Problem set
**1.** In the clothes-shopping post, where did the brother wait while the cart was being filled?
**2.** Extend the clothes-shopping post, picking up right after its final sentence.

Extract

I used to be so tough.
A basket full of four children six and under would see me steely faced, jaw clenched, muscling my semi-truck cart through the store in firm, mama determination as I made my way through aisle after aisle with purpose and grit.
Now though? I’ve been at this shopping-for-a-family gig for awhile and quite honestly, I’ve kinda come to hate it. My once-a-month grocery shopping trips and Amazon have pretty much spoiled me for trips to the store, and lest you call me weak and wonder how I escape the mall at back-to-school time, let me remind you that we homeschool so clothes shopping isn’t a regular occurance round here.
Somehow, in thirteen years of mommying, I’ve never once clothes shopped at the department store with more than one of my children with me. The thrift store, surrre. But that’s different. At Sally’s there’s the fun little toy section where the kids can quietly play among all the busted up second hand toys that they think are all brand new and fancy because they’re NOTHING like we have at home Mama, and while they enjoy their holiday time on the Island of Misfit Toys, I can peck carefully through the racks of second-hands and find the perfect ones to bring home at a bargain price for my little people’s dresser drawers.
But today wasn’t a Sally’s day. Today was a day when they needed new clothes and they needed them now. Today was a day when I needed to know that they would walk into the store owning one pair of pants (albeit holey), two stained-up shirts, and three single socks, and walk out with enough clothes to look presentable for at least the rest of the week, but more aspiringly, the rest of the year.
So off we went. They were excited on the way over, no one had to climb into the way-back back seat, and everyone got a turn at talking since there was only three of us in the truck.
Just my two kiddos and me and there we were, clothes shopping.
And after filling up the cart with a healthy, hefty stack of girlie possibilities while brother acted the gentleman by waiting patiently on the beige pleather armchair (the kid-version of holding the purse), I pondered exactly how different these two children are.
Within seconds of parking the pile in the dressing room hallway, I remembered all these things from all the Sunday-morning fashion fiascos and I worked her pile into a color-coordinated assembly-line system of trying on structure and order, making her name each item with a No, Maybe, or Yes.
My other one built a pile of shirts in his size, ripped off his clothes and went one by one through the stack, yelling YES! for his favorites before the hem of the shirt even touched the waist of his underwear, or tearing them off within a millisecond if he didn’t care for it, tossing it into the No pile before the hair had even settled back onto his head. I don’t think we even got to the code-word game in his little room.

Dataset items:
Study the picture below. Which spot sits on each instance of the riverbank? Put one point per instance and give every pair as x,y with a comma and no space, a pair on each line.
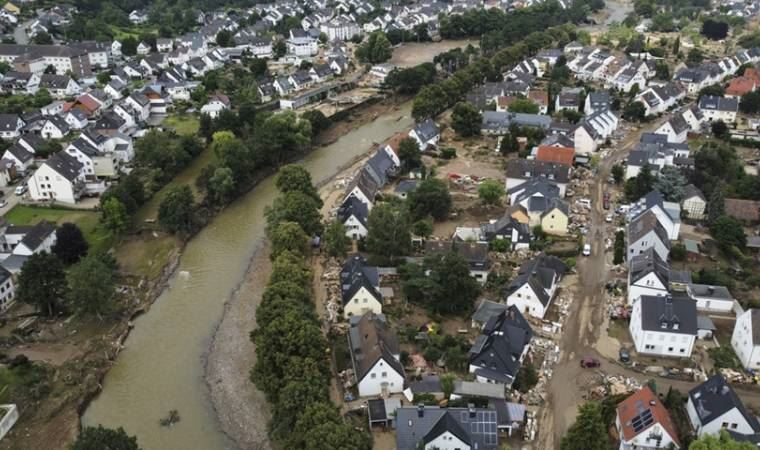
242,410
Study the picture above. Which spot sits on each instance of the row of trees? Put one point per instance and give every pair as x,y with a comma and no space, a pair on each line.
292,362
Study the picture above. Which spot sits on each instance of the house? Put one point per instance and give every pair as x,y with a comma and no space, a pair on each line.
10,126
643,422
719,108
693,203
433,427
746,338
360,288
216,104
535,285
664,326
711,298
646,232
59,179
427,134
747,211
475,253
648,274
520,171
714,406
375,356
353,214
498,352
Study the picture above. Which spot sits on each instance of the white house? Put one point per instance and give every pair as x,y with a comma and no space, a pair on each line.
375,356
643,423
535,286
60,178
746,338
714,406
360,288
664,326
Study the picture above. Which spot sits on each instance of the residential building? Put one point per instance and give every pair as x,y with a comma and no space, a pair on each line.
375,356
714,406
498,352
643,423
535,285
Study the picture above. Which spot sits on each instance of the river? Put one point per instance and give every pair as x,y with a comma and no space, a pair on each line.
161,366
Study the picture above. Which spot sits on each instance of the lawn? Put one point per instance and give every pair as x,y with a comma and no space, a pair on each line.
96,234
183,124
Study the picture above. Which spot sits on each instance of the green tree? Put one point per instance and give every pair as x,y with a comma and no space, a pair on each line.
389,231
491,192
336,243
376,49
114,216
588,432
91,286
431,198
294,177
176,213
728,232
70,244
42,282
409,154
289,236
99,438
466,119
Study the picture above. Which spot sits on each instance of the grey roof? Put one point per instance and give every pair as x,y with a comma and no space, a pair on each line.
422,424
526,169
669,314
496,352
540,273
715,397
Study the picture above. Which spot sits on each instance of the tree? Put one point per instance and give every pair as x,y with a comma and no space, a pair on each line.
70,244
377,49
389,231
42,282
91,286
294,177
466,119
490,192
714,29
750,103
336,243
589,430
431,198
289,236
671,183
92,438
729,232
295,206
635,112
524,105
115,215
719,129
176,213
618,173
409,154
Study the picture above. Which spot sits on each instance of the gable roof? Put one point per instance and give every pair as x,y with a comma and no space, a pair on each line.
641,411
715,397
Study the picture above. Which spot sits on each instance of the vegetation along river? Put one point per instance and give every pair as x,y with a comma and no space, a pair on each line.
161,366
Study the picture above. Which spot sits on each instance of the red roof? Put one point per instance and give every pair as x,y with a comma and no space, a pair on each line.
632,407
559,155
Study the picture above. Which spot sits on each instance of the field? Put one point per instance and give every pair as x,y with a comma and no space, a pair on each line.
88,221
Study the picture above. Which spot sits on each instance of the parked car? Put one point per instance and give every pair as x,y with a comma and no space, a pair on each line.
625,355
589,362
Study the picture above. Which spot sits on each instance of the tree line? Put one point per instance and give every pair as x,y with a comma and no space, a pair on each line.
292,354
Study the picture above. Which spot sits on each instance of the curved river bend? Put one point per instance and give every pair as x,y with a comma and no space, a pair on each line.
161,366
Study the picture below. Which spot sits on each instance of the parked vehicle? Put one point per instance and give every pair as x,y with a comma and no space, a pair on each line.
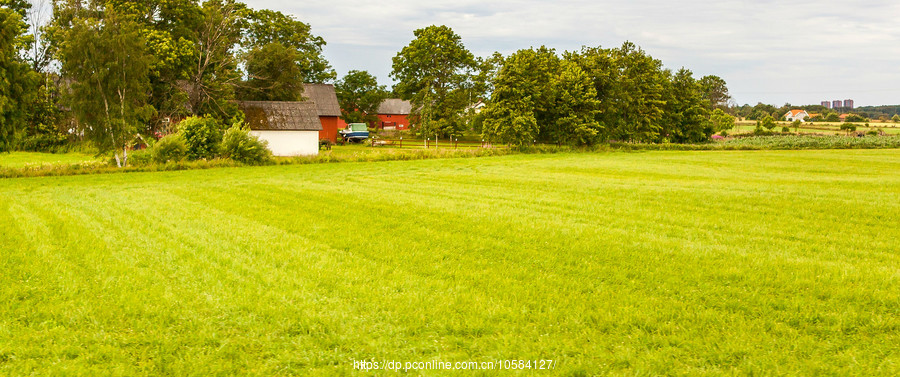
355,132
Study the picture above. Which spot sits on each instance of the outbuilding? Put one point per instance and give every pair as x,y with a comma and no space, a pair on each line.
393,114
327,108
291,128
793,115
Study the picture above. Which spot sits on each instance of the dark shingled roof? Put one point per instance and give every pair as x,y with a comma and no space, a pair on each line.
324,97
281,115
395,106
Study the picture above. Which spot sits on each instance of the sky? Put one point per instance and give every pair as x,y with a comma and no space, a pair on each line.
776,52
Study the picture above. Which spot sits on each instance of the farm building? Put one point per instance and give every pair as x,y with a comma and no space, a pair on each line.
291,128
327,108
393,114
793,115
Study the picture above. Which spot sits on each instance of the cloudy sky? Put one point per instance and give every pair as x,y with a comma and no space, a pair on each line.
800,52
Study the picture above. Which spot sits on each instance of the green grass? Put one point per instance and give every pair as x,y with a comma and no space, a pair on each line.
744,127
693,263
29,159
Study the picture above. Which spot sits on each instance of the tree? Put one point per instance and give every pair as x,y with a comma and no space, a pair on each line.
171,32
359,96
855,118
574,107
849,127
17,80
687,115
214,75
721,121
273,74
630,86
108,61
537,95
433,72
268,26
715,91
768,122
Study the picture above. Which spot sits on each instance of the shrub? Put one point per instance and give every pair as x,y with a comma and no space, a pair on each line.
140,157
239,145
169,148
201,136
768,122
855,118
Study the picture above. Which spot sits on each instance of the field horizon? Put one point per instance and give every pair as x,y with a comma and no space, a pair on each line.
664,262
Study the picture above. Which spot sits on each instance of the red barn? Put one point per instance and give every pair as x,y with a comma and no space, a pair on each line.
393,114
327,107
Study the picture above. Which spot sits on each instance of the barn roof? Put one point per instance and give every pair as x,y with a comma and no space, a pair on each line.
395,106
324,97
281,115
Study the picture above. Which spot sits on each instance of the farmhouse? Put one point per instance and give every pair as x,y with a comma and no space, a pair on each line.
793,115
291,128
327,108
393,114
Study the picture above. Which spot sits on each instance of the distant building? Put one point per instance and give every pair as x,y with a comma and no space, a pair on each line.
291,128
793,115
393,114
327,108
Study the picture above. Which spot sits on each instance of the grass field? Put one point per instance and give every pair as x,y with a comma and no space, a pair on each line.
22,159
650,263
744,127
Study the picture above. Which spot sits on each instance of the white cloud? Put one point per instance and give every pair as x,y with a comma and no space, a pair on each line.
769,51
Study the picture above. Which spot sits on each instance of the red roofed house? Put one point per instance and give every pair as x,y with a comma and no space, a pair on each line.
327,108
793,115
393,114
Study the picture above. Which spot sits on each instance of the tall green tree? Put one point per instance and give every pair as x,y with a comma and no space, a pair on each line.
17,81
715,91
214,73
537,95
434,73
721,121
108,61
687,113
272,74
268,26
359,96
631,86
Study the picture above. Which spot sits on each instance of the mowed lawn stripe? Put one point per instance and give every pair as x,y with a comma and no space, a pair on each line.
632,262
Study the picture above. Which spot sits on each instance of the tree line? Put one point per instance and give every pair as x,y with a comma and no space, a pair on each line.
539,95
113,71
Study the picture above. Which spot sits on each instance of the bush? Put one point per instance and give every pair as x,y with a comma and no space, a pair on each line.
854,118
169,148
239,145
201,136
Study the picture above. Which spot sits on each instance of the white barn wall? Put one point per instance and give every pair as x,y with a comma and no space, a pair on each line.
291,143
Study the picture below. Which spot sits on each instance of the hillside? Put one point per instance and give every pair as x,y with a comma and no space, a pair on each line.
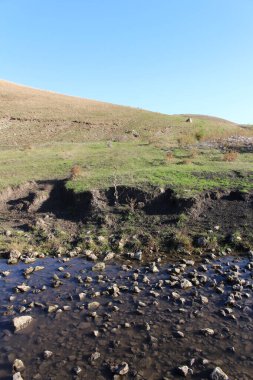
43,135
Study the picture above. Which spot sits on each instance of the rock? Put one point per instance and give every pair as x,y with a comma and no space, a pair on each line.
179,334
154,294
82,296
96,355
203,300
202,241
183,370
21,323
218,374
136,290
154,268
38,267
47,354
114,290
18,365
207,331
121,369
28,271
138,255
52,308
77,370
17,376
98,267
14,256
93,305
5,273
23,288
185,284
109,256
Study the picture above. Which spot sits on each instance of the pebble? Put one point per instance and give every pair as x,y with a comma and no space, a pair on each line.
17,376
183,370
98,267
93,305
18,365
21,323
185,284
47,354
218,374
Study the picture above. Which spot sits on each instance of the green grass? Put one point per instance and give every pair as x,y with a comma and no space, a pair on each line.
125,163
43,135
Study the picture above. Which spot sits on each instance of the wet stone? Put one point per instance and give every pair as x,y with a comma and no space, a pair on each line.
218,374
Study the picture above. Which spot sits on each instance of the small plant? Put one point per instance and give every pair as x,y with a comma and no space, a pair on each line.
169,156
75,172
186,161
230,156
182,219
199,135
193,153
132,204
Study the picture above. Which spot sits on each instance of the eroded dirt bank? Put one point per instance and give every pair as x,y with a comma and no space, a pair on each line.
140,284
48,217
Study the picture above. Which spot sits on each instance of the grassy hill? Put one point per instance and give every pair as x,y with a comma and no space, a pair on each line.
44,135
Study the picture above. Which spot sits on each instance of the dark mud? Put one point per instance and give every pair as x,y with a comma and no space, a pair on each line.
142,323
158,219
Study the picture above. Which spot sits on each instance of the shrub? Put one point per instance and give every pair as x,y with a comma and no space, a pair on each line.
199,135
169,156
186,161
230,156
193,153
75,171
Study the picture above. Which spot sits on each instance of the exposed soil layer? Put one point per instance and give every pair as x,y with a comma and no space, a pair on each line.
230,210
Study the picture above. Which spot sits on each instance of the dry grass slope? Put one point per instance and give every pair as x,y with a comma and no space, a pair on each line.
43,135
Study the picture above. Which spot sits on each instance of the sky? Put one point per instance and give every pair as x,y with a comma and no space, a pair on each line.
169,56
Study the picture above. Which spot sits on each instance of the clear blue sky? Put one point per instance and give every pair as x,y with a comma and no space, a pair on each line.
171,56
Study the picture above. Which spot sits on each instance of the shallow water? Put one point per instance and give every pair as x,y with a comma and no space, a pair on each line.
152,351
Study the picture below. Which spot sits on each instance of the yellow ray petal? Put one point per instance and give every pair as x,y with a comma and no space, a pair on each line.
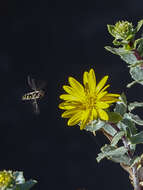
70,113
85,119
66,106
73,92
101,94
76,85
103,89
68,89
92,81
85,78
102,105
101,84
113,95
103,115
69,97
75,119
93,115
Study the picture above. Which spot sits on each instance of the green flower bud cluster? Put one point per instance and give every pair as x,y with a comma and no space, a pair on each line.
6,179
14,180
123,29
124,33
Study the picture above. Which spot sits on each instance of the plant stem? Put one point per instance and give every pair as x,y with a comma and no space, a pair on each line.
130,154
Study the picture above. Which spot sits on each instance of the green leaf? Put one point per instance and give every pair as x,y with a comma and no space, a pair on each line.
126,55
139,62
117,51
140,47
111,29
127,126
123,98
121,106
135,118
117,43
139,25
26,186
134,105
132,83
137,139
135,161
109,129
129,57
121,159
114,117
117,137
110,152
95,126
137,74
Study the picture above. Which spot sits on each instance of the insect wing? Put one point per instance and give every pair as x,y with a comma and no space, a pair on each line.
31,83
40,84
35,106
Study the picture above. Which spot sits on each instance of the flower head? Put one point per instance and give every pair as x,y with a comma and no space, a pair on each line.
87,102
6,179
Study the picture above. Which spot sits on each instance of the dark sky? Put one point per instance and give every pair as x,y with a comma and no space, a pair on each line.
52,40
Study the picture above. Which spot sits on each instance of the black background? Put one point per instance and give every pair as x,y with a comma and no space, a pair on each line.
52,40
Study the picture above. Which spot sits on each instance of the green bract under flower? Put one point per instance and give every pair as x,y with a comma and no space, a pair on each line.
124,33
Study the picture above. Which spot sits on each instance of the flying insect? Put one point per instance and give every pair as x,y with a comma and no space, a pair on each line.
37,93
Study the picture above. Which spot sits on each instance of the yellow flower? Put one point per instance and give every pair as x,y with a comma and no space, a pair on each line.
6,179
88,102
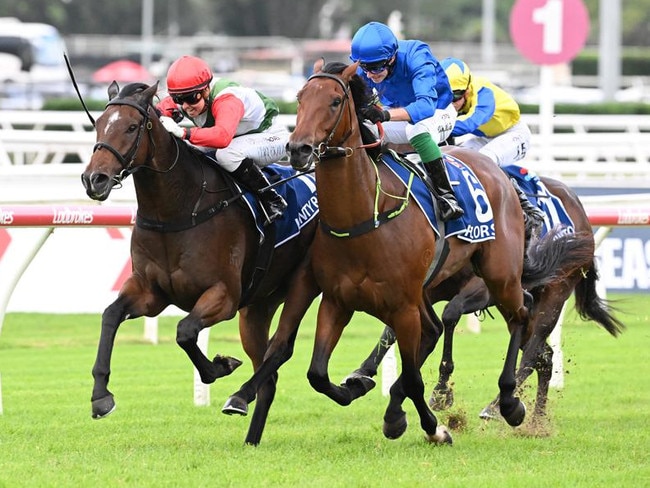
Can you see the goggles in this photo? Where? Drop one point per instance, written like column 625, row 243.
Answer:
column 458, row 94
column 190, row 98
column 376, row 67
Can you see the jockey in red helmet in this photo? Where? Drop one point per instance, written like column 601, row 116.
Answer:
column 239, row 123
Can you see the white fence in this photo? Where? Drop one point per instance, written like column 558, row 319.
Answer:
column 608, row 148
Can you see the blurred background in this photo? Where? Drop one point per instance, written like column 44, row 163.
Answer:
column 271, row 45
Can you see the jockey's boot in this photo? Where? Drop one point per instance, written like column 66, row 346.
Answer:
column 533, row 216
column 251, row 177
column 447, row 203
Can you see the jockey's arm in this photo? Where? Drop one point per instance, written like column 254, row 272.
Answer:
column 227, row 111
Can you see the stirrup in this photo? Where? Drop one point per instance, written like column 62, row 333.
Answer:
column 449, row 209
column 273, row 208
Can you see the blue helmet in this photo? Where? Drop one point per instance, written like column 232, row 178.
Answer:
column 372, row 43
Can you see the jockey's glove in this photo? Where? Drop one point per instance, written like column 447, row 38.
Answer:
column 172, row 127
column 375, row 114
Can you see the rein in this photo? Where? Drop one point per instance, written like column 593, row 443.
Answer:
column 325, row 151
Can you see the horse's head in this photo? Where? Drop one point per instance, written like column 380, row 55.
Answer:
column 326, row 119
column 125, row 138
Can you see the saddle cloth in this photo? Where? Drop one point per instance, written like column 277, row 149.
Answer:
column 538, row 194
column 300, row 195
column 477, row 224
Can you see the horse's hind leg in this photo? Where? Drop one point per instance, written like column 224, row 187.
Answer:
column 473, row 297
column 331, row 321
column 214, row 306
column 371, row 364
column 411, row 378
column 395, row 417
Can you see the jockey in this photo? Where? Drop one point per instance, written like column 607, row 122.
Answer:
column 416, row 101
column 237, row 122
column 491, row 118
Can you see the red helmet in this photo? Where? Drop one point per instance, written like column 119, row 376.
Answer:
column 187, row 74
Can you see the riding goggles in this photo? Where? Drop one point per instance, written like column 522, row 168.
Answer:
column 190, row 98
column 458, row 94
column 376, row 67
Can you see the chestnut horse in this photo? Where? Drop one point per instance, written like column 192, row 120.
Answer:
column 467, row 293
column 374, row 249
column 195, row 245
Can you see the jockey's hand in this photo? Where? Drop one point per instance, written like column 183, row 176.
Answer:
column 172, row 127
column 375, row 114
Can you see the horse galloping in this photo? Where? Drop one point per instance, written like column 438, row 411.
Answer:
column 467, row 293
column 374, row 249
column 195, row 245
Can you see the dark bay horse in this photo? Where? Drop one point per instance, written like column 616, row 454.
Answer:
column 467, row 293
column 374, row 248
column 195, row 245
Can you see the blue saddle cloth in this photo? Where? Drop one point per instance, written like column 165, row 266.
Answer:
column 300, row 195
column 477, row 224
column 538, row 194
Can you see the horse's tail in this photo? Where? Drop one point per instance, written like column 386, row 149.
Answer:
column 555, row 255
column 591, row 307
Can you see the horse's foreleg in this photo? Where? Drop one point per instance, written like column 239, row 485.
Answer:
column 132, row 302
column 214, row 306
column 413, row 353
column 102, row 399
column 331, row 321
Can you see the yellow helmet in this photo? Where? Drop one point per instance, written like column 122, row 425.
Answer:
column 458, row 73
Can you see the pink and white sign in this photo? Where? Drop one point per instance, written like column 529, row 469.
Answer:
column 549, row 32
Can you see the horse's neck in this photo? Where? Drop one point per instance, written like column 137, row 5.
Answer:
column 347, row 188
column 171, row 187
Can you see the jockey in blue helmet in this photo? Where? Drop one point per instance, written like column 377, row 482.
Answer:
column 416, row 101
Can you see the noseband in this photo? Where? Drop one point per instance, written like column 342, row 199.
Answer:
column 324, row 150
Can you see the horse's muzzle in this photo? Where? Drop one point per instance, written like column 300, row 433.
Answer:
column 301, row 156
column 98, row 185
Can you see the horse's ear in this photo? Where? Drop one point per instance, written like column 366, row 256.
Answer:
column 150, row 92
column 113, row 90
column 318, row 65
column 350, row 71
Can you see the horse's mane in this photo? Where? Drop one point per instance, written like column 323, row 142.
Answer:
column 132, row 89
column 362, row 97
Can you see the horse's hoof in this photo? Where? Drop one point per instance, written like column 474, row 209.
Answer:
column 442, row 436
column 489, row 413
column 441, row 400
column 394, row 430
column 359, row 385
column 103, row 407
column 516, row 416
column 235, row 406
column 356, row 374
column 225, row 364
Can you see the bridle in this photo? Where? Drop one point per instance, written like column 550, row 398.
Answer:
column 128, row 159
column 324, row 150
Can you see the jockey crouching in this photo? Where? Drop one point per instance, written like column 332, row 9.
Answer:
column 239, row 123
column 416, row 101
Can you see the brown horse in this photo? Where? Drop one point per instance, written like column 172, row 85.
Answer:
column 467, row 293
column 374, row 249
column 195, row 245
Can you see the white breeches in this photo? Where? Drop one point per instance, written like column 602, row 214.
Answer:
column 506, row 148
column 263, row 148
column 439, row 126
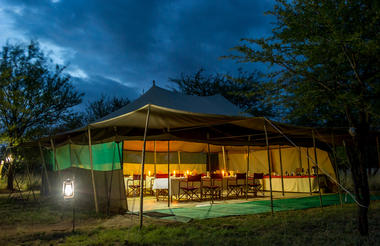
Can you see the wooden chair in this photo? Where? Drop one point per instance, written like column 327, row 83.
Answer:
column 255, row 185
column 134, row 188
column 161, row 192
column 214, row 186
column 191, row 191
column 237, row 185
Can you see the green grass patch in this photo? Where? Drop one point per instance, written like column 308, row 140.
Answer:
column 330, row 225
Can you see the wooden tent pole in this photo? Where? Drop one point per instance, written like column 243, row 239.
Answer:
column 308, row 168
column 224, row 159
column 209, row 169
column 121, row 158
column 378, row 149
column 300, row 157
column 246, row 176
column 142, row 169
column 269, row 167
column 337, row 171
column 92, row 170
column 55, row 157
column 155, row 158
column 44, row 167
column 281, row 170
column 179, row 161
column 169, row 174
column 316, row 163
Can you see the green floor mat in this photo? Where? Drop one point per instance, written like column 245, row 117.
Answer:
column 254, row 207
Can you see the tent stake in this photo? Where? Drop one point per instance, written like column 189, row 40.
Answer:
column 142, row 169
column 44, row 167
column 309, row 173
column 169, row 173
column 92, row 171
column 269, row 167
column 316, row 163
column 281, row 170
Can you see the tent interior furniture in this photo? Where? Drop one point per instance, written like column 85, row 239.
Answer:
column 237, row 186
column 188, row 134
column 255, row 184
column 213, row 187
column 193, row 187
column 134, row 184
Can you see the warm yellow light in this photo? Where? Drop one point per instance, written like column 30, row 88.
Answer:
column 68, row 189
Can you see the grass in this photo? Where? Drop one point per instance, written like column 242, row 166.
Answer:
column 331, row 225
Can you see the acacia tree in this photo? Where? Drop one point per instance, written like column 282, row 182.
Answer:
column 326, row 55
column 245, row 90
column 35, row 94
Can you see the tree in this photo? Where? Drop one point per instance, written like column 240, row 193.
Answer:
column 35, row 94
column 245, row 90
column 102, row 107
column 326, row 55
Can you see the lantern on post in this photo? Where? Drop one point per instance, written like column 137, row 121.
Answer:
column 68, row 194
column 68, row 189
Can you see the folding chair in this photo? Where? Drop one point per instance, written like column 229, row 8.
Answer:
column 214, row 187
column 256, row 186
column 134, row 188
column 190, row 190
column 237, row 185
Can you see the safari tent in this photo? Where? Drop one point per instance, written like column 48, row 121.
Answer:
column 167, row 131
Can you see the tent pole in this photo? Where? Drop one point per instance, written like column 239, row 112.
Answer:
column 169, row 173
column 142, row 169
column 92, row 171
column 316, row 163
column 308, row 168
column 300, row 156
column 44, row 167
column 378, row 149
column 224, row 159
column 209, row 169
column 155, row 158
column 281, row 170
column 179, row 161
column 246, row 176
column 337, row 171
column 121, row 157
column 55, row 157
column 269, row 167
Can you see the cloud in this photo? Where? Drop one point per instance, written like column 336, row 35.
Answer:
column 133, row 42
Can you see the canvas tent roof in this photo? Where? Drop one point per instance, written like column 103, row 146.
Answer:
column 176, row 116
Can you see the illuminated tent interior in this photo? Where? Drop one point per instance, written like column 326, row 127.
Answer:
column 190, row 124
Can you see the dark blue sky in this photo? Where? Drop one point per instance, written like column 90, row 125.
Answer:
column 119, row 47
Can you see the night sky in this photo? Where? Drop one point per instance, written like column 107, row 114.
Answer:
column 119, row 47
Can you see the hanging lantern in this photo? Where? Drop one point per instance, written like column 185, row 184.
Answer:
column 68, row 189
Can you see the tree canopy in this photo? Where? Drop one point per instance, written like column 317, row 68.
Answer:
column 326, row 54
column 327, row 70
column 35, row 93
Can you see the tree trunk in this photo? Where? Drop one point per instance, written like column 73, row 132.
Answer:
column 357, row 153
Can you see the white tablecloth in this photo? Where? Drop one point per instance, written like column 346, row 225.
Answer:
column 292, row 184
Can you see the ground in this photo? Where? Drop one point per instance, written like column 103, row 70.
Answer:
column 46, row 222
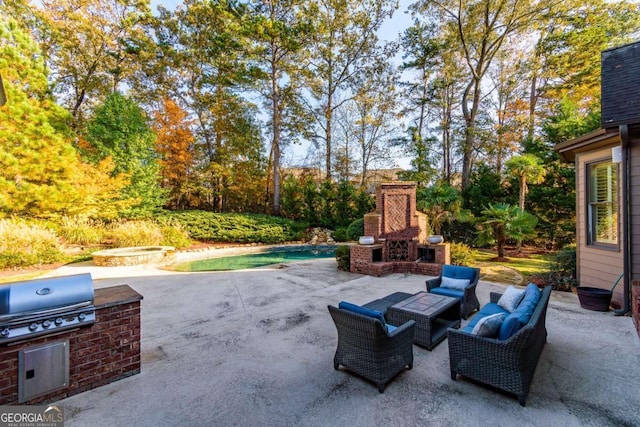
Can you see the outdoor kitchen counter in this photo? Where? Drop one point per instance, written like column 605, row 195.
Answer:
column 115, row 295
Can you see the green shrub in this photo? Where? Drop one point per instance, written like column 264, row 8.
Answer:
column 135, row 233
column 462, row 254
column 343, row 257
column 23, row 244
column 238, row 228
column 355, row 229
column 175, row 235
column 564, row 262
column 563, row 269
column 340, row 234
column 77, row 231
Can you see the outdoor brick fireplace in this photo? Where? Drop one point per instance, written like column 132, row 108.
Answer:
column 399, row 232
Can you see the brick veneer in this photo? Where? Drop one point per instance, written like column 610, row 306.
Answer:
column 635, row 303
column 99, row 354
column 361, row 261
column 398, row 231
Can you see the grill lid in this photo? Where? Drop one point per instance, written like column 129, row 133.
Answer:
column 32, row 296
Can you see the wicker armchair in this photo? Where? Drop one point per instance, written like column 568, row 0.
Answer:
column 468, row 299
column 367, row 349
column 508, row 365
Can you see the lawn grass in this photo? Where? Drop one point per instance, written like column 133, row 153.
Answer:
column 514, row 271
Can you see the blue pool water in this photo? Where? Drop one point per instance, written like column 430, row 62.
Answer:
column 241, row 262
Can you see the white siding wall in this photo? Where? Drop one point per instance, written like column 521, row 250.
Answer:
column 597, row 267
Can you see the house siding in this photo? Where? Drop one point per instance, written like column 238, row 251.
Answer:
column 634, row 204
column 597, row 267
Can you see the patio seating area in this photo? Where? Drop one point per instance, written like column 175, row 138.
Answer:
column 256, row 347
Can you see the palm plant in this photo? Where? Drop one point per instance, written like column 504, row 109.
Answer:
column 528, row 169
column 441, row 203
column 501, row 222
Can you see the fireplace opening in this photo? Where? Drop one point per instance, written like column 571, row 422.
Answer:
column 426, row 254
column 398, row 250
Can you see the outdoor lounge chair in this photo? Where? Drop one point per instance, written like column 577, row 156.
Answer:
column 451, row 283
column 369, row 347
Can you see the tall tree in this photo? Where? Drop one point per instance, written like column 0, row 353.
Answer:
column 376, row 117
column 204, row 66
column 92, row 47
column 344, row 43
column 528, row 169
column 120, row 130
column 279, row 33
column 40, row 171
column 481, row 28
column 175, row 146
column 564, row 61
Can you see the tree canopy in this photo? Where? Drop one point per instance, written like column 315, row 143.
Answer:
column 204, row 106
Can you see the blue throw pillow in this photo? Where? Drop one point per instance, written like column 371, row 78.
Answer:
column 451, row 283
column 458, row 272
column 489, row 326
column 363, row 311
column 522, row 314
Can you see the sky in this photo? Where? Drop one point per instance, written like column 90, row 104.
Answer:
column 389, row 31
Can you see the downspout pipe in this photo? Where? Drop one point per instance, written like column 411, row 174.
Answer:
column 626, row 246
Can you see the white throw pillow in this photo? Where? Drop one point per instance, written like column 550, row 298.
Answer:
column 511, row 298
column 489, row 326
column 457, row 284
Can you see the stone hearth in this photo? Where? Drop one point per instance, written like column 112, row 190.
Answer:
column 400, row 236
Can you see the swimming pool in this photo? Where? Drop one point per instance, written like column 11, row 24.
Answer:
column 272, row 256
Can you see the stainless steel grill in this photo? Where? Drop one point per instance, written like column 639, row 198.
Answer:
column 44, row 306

Task results
**1.** On the beige pleather armchair.

**2.**
Four hours and hundreds of dollars later, I about laughed in mad-woman hysterics when the cashier told me that the 25% off Doorbuster coupon I’d been clutching tightly in my fist for the past three hours had expired two hours before, promptly at 1 p.m. just like it says right there in the small print ma’am. And then, I near melted to the floor in a puddle of mama mush when the big red honking siren-light at the exit doors went off.
I dragged my children and my bags back to the checkout line where the sweet elderly clerk went through every.single.item until she found the offending black magnet tag.
It was then that my son told me he hadn’t even eaten breakfast before we left the house.
My composure threatened to crack when I heard that, so I pasted on the everything’s greaaattt Sunday morning church smile at alllll the folks I met on the way out the doors and at the nice drivers who saw me clutching my children’s hands and bags of new wardrobe and figured I was either a sweet, smiling mom who needed a break in traffic or that I was a maniacal Mrs. Joker who was just about to snap so they’d better stay back. I held it together so much that I even managed a three-fingered wave and a head tip to one of them before I finding my truck and making sure all the clothes and both the kids were tucked and buckled.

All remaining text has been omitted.